### Problem to work on
Return all of the records below line for line and unchanged, leaving the pictures out.

↓↓↓

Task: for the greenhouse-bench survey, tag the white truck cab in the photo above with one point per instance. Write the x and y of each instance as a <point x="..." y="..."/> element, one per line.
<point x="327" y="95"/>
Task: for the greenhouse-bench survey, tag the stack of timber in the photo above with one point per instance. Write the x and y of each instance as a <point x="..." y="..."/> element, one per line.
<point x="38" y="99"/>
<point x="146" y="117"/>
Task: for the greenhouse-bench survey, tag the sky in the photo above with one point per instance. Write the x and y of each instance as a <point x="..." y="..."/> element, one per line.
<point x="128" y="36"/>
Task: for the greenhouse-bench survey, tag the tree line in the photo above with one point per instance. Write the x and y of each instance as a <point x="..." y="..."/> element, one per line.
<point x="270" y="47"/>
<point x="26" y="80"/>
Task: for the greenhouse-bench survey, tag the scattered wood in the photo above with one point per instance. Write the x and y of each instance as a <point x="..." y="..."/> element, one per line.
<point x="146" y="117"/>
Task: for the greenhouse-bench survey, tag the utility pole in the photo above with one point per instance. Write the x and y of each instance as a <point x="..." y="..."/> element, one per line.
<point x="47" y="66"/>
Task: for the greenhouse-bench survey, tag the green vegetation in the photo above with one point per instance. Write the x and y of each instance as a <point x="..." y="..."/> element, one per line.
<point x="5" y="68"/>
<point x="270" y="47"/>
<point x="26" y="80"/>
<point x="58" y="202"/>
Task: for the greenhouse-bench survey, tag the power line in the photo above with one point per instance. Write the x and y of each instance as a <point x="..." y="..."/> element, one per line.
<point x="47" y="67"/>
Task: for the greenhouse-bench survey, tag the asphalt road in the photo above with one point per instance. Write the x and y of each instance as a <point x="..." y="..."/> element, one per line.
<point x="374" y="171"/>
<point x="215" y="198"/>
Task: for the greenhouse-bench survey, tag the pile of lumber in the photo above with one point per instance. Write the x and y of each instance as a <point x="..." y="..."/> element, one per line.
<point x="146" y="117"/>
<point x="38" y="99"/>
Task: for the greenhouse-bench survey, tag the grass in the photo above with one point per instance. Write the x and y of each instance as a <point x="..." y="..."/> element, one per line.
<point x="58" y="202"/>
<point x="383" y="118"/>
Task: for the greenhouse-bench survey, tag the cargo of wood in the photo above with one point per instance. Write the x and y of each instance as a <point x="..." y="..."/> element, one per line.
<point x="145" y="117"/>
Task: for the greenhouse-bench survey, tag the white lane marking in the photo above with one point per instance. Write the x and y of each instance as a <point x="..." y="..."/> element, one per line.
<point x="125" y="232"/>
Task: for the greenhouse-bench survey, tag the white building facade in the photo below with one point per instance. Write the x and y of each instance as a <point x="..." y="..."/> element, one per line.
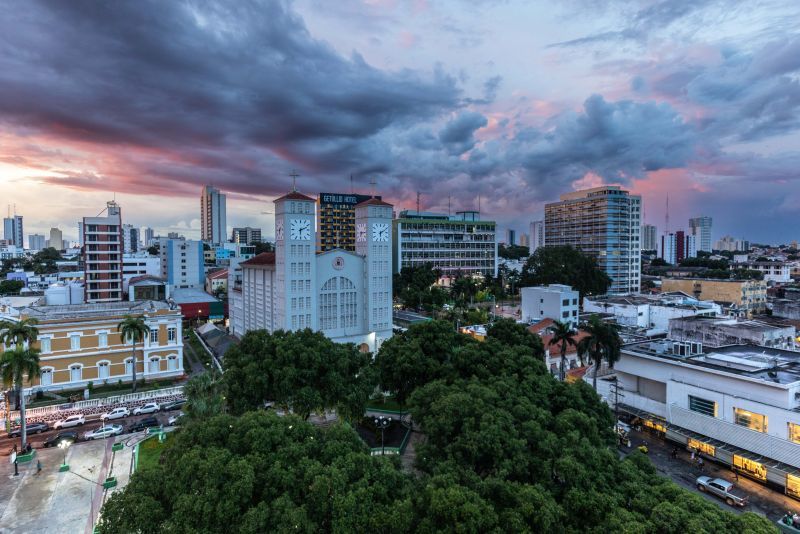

↑↑↑

### Full response
Task: for the greenhouse-bench survey, tag the white truck cab in the photo above with one point per instance. Write the x and y of each instance as a <point x="..." y="..."/> element, one per line.
<point x="327" y="95"/>
Task: for the greenhouse-bench survey, tag the stack of timber in the photo above with one point per instance. Write the x and y of each instance as a <point x="..." y="..."/> element, one per line.
<point x="38" y="99"/>
<point x="146" y="117"/>
Task: for the greenhouse-bench survey, tag the sky in the photo above with one point per instance. Write the x and y of each instance as a <point x="..." y="..."/> element, one per line.
<point x="128" y="36"/>
Task: for the greenhouse-bench survey, tag the tree line in the photo above with one point per instance. Write the x and y of each instance as a <point x="..." y="..."/> element, one per line.
<point x="270" y="47"/>
<point x="26" y="80"/>
Task: for the greenhouse-bench survey, tag the scattered wood in the photo above with one point per instance. Write the x and y of each instance as a <point x="..." y="..."/> element, one per line.
<point x="146" y="117"/>
Task: for the greenhouse-bench survey, tag the utility pole in the photo above with one point per instance. Write the x and y of each instance as a <point x="..." y="..."/> element, one per line.
<point x="47" y="66"/>
Task: for the greenhouse-bench survey, tag the green vegetation in the photo above with one point per instance. Write the x and y of each instance as a <point x="..." y="..."/> element, one per line.
<point x="5" y="68"/>
<point x="270" y="47"/>
<point x="26" y="80"/>
<point x="58" y="202"/>
Task: for the greenhouse-bench survey, tag the power line in the photo above with one point per instance. Write the x and y of each instance as a <point x="..." y="..."/> element, one per line.
<point x="47" y="67"/>
Task: for the greenhouse-bench survey, tag the asphalt road in the photo above with one point per instance. Write the x and y of each instance as a <point x="..." y="..."/> element, one per line.
<point x="374" y="171"/>
<point x="215" y="198"/>
Task: for the greenhouse-bench survey, tag the pile of lumber in the photo above with one point per instance. Write the x and y of each instance as a <point x="..." y="..."/> element, one per line.
<point x="146" y="117"/>
<point x="38" y="99"/>
Task: for the greenhouse-bench survey, tag the grass in the photo above with one point per instance. Write the x and y of each instance as a <point x="..." y="..."/> element, one per line.
<point x="58" y="202"/>
<point x="383" y="118"/>
Task: for the greenhouse-bench survey, tag the cargo of wood in the photo above with one point per instance. Write the x and y of each instance as a <point x="..." y="..."/> element, one per line.
<point x="145" y="117"/>
Task: for the greenhouse-bench survey, tag the white lane marking in the photo above with one point per instance. Write the x and y of each instance as a <point x="..." y="..."/> element, one per line.
<point x="125" y="232"/>
Task: for the greenhouse-bench survey, tag the white building facade in the photo below with one point per instance. Write the x and y of each instance as a <point x="..." y="..."/> element, one per line.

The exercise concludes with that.